Task to complete: Set the records down again in full, exactly as they are, apart from the images.

(Image point grounding data)
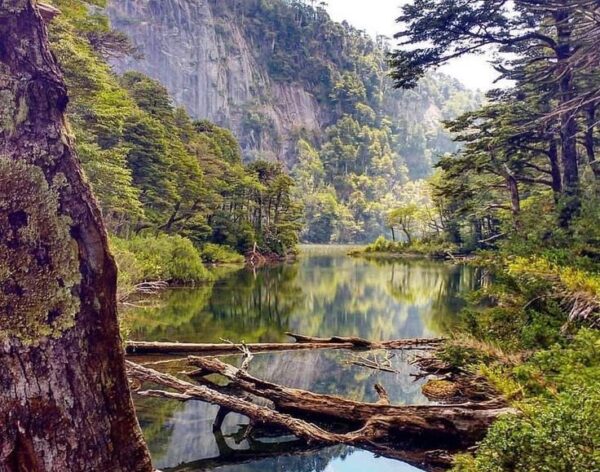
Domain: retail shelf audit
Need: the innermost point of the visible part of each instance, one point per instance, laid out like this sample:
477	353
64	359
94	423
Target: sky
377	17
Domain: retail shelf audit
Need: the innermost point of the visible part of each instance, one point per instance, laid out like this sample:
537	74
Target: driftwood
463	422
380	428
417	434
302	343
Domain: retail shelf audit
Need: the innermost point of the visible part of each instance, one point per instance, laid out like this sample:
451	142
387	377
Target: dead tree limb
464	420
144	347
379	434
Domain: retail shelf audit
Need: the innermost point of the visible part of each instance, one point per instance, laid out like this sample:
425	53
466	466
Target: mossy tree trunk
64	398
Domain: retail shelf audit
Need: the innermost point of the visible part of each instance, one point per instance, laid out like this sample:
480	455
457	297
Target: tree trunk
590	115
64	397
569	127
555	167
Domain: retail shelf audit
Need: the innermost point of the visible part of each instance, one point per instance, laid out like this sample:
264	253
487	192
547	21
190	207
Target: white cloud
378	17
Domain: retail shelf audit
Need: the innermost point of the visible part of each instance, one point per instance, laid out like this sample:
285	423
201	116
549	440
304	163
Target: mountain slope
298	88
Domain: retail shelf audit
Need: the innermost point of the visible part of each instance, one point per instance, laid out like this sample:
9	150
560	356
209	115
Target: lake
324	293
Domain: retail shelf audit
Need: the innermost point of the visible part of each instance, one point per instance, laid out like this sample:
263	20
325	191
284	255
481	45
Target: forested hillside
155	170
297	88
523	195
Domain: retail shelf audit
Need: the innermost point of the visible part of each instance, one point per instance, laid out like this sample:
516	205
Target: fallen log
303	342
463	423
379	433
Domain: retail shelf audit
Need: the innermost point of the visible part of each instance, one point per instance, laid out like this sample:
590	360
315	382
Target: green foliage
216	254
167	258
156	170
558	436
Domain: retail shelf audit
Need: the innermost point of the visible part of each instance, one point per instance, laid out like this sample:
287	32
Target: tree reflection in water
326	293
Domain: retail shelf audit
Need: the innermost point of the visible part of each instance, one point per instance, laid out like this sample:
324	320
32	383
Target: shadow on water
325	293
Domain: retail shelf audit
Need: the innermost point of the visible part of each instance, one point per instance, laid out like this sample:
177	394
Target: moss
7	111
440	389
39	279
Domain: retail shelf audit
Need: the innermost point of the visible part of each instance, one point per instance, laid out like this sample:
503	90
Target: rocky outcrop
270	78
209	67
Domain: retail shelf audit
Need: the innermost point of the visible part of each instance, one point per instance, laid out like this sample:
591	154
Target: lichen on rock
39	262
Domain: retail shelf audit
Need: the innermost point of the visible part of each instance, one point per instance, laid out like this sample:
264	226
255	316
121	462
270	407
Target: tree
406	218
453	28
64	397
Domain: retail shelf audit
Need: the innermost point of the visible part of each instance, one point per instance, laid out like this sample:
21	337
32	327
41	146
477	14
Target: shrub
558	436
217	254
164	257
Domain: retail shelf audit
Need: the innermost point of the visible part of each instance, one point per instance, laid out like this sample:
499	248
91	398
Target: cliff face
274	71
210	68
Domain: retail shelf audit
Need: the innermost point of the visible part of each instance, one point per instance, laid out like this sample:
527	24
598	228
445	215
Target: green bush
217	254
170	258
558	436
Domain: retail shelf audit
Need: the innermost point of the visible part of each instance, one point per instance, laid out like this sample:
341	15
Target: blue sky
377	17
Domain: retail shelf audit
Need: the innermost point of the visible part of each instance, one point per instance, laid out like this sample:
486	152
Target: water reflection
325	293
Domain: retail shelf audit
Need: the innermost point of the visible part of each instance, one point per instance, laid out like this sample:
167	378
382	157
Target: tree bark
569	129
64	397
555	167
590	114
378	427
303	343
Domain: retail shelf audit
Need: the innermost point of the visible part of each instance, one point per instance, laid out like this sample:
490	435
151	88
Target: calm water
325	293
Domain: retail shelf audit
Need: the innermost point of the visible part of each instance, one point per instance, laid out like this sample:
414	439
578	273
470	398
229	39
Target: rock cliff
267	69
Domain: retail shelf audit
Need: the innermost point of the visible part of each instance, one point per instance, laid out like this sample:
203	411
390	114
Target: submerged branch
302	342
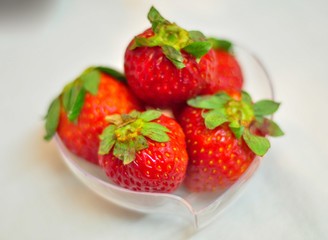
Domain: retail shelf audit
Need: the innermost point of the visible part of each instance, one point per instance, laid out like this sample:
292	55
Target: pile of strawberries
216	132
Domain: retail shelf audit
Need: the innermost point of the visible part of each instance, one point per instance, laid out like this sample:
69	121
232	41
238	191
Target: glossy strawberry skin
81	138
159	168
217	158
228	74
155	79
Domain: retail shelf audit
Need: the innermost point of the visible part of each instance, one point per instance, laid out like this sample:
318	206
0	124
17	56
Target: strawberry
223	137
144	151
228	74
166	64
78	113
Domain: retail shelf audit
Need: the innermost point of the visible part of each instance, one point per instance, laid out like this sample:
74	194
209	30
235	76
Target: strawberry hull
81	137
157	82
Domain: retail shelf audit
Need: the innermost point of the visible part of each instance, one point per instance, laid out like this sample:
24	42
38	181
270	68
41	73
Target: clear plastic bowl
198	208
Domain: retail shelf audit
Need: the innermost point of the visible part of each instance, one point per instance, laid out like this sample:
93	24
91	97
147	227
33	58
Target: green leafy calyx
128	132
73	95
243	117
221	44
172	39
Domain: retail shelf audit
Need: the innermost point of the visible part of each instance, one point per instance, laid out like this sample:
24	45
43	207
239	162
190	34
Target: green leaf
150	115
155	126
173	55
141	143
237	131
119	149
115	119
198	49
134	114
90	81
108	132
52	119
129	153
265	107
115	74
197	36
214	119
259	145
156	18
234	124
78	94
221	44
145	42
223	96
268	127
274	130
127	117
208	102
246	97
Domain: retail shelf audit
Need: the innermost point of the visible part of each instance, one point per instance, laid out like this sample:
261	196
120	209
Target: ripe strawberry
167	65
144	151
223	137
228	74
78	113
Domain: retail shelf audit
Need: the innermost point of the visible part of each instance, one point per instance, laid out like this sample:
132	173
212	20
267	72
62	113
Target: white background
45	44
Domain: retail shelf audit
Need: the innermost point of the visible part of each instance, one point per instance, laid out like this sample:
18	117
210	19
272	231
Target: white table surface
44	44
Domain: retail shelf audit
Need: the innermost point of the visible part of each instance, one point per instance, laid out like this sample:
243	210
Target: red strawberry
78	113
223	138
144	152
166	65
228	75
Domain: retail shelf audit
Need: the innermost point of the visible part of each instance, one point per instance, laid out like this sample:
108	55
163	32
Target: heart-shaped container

Answer box:
Domain: retail shelf audit
Need: the innermost point of the visible part of each instance, one point per instance, laid out like this sample:
477	353
64	359
94	423
Target: sky
377	17
Domain: retail shelf audit
Need: the innermost point of the visible part of each instance, one point per instance, laid out like this sample:
537	74
Target: driftwood
463	422
380	428
417	434
302	343
Domain: retail shelf audit
Need: the innermost point of the visible part of each instance, one point per instance, laid out like this sample:
451	142
387	377
Target: dead tree limb
464	420
144	347
379	434
Domain: retail shelf audit
Need: the innermost point of the visible part of each instance, one point per instance, laid out like this sample:
425	53
466	466
Target: mossy tree trunk
64	398
Domain: retail shelf audit
Need: the innermost point of the visible part of each instance, one point per instance, laid out like this sample:
480	455
457	297
Target: tree trunk
590	115
64	397
569	127
555	167
Domain: retail shelf audit
Need: the innermost point of the visible part of each instance, one point per instance, laid out like this sample:
264	253
487	192
547	21
190	207
Target: white cloud
378	17
Domain: retail shelf audit
Need: the innermost point of the visible part of each instance, one point per instance, laid out like this sample:
285	423
201	116
549	440
304	163
Target: mountain slope
298	88
Domain: retail shelf audit
Need: the innermost point of the visible part of each instance, one point per instance, laid out like this sample:
9	150
560	356
209	115
Target: lake
324	293
Domain: retail shelf audit
Need: the innermost point of the visible part of each instance, one point per instance, laid out like this sample:
263	20
325	191
284	255
481	45
Target: forested hillside
155	170
297	88
523	195
Domain: retail shelf audit
Need: the innermost point of the visible part of each instance, one point per instance, laid out like this sample:
516	205
Target: fallen log
303	342
463	423
379	433
Domain: retail shelf audit
Need: the innermost point of the visible part of each instance, one point per instance, laid out like this sample:
590	360
315	382
Target: green foliage
216	254
167	258
156	170
558	436
Domain: retail shelf audit
Need: the innermost point of the visible part of each instance, one point per instance, laid out like this sample:
287	32
Target: tree reflection in water
326	293
Domain: retail shelf audit
Need: the innermost point of the visible part of each instance, one point per instance, laid out like this sample:
324	320
32	383
Target: shadow on water
325	293
Domain: retail shelf audit
Need: the innermost point of the visible part of each instance, one point per instance, laid out like this sample:
177	394
Target: moss
7	111
440	389
39	279
Domain: retail shelf audit
Need: the innermost point of the visible part of each instance, one point per instance, laid out like this sample:
503	90
Target: rocky outcrop
270	78
209	67
Domain: retail shelf audit
Need: the innermost point of the visible part of each instance, one point per instance, laid out like this sample:
591	154
Target: lichen on rock
39	262
Domain: retail shelf audit
Need: the innermost point of the visible part of each instance, one point per instance, laid out like this sample:
264	226
255	316
121	462
270	407
Target: tree
406	218
453	28
64	397
Domain: retail shelf audit
Need: the innermost point of the visible part of each instance, one point per instance, laid out like this sample:
21	337
32	327
41	146
477	14
Target: shrub
558	436
217	254
164	257
Domain: retail shelf audit
Need: the innermost point of the visible part of each instance, one point per instance, laid out like this sample:
499	248
91	398
Target: cliff face
274	71
210	68
Domain: retail shelf audit
Need: the innermost point of the visible part of each instance, one point per instance, laid out like this sample:
527	24
598	228
445	215
Target: green bush
217	254
170	258
558	436
Domain: retail shelf audit
Need: the innermost point of the visible part of each instance, one point per instance, laid out like this sample:
341	15
Target: blue sky
377	17
Domain: retail shelf audit
Need: the innermost point of the visible part of each instance, one point per instance, laid out like this sample:
486	152
Target: water reflection
325	293
Domain: retail shelf audit
Need: the innermost point of the visible part of each instance, one point per instance, laid out like this sample:
167	378
382	157
Target: tree bark
569	129
64	397
555	167
590	114
378	427
303	343
Domain: retail shelf audit
Need: the innermost point of the visible part of each instance, one point per instance, laid out like this sample:
490	435
151	88
Target: calm water
325	293
Domain: retail shelf audit
Need: the innermost point of the visible part of each instance, one point per instance, laid out like this sample:
414	439
578	273
470	398
229	39
Target: rock cliff
267	69
Domain: retail shelf audit
Need: the innermost point of the visible part of each instance, one point per instance, laid out like this sample:
203	411
390	114
Target: submerged branch
302	342
Domain: retail shelf audit
Need: the innermost point of the visible part of each instance, one point per instance, laid out like this sample:
292	55
Target: pile of strawberries
216	132
Domain: retail shelf audit
Need: the innermost point of the visible part of each instance, one point per instance, laid out like this sample:
69	121
232	41
238	191
Target: glossy strawberry skin
81	138
159	168
217	158
228	74
155	79
Domain: retail shelf audit
Need: the innermost point of the visible part of each instance, one point per instance, laid out like this sample:
318	206
0	124
17	56
Target: strawberry
223	137
144	151
228	74
166	64
78	113
Domain: retail shelf audit
Need: the innermost point of the visible part of each instance, one point per instance, laid out like this sample:
74	194
209	30
235	76
Target: strawberry hull
81	137
157	82
Domain: retail shelf audit
Need: the innermost point of the visible part of each instance, one point per instance, laid out like this sample:
24	42
38	181
270	68
41	73
Target: clear plastic bowl
198	208
Domain: retail shelf audit
Need: the innermost point of the visible part of each instance, one point per instance, laid out like this sample:
93	24
91	97
147	227
33	58
Target: green leafy calyx
128	132
73	95
243	117
221	44
172	39
Domain: retail shelf audit
Need: the innermost point of the visible part of each instance, one point per instance, laid out like this sample:
24	45
43	207
239	162
190	34
Target: green leaf
150	115
155	126
173	55
141	143
237	131
119	149
115	119
198	49
134	114
90	81
108	132
52	119
129	153
265	107
115	74
197	36
214	119
259	145
156	18
234	124
78	94
221	44
145	42
223	96
268	127
274	130
127	117
208	102
246	97
Domain: retail shelf audit
Need: the innermost point of the visible part of each instance, one point per instance, laid out like this sample:
261	196
120	209
Target: ripe strawberry
167	65
144	151
223	137
228	74
78	113
Domain: retail shelf audit
Need: the innermost point of the visible part of each instance, one point per instance, laid out like this sample:
132	173
212	20
267	72
62	113
Target: white background
45	44
Domain: retail shelf audit
Need: the innermost point of the visible part of each instance, one point per instance, laid out like this sample:
18	117
210	19
272	231
Target: white table surface
44	44
Domain: retail shelf audit
Need: the innermost point of the visible part of each instance, one point per instance, laid out like this sample:
243	210
Target: red strawberry
78	113
223	138
144	152
166	65
228	75
Domain: retail shelf audit
Need: the innermost point of the visible part of each instance, one point per instance, laid out like this sample:
108	55
163	32
Target: heart-shaped container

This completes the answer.